### EXTRAIT DU TEXTE
____
Fabrice Bonnifet, directeur Développement Durable & Qualité, Sécurité, Environnement du Groupe Bouygues et Président du C3D, décrypte les enjeux environnementaux et sociétaux auxquels les entreprises sont aujourd’hui confrontées.
Alliancy. Comment intégrez-vous l’économie de la fonctionnalité au cœur de vos modèles économiques ?
Fabrice Bonnifet. Chez Bouygues, il existe six métiers distincts donc six modèles économiques différents. Pour le métier historique de la construction, la fonctionnalité correspond avant tout à l’usage des bâtiments. L’enjeu est de faire durer plus longtemps les infrastructures de toute nature et de faciliter le partage des espaces entre plusieurs types d’utilisateurs. Cela passe notamment par la notion de réversibilité des bâtiments après un premier usage. Nous l’avons déjà expérimenté à Lyon, dans le quartier Confluence, dans lequel nous avons livré récemment un immeuble de bureaux qui pourra se transformer en logements sans avoir à tout reconstruire. Cela génèrera une économie substantielle de matériaux et donc de carbone.
____
### EXERCICES PROPOSÉS
[a] Mettez à jour le passage de l'entretien qui commence par les mots contenant « Fabrice Bonnifet, directeur » et se termine par « modèles économiques ? », en remplaçant « enjeux environnementaux et sociétaux » par « enjeux écologiques et sociaux ».
[b] Selon l'entretien, les affirmations suivantes sont-elles exactes ? Répondez par oui ou par non à chacune, en citant les mots décisifs : (i) Bouygues compte six métiers distincts. (ii) L'immeuble de bureaux livré à Lyon se trouve dans le quartier Confluence. (iii) L'immeuble livré à Lyon devra être entièrement reconstruit pour devenir des logements.
Appuyez-vous uniquement sur l'entretien pour répondre.

### EXTRAIT DE DONNÉES
____
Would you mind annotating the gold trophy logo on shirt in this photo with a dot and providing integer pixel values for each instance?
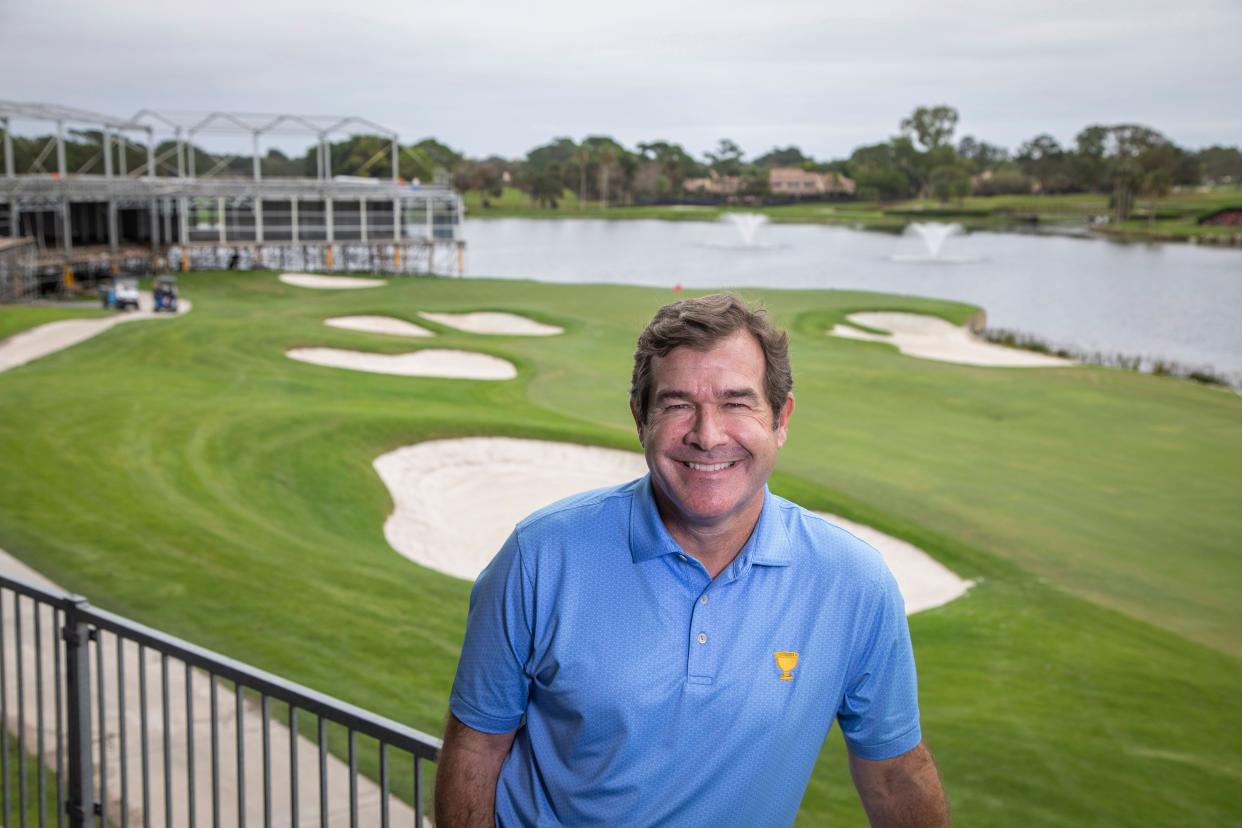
____
### RÉPONSES
[a]
Fabrice Bonnifet, directeur Développement Durable & Qualité, Sécurité, Environnement du Groupe Bouygues et Président du C3D, décrypte les enjeux écologiques et sociaux auxquels les entreprises sont aujourd’hui confrontées.
Alliancy. Comment intégrez-vous l’économie de la fonctionnalité au cœur de vos modèles économiques ?

[b]
(i) Oui : « il existe six métiers distincts donc six modèles économiques différents ».
(ii) Oui : « à Lyon, dans le quartier Confluence, dans lequel nous avons livré récemment un immeuble de bureaux ».
(iii) Non : « qui pourra se transformer en logements sans avoir à tout reconstruire ».